**DESCRIPTION OF THE TASK:** Reproduce verbatim every line, starting with the line that contains "</instance>" and going on through the line that contains "positive clicks: (108, 204)", both of those lines included.

**RECORDS FOR THE EXERCISE:**
>>>
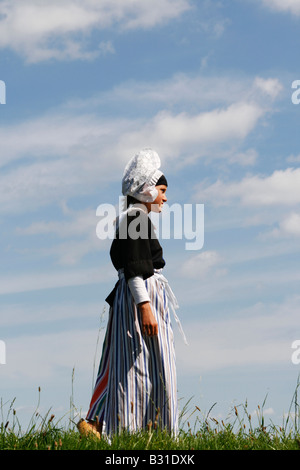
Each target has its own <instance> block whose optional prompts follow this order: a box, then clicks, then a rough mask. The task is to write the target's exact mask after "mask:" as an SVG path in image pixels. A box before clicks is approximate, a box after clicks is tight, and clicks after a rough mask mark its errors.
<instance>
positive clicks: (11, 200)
<<<
>>>
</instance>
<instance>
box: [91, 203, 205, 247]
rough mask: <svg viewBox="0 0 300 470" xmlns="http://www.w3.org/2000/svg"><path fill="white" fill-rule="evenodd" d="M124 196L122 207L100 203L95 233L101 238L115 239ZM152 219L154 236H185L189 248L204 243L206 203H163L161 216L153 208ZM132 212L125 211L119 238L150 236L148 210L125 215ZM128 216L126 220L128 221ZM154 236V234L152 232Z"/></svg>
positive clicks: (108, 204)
<<<
**FINAL ANSWER:**
</instance>
<instance>
box: [91, 203, 205, 247]
rough mask: <svg viewBox="0 0 300 470" xmlns="http://www.w3.org/2000/svg"><path fill="white" fill-rule="evenodd" d="M124 196L122 207L100 203L95 233L101 238L115 239ZM152 219L154 236H185L189 248L204 243L206 203H163L161 216L153 208ZM132 212L125 211L119 238L150 236L148 210L125 215ZM128 216L126 220L128 221ZM154 236V234L152 232Z"/></svg>
positive clicks: (108, 204)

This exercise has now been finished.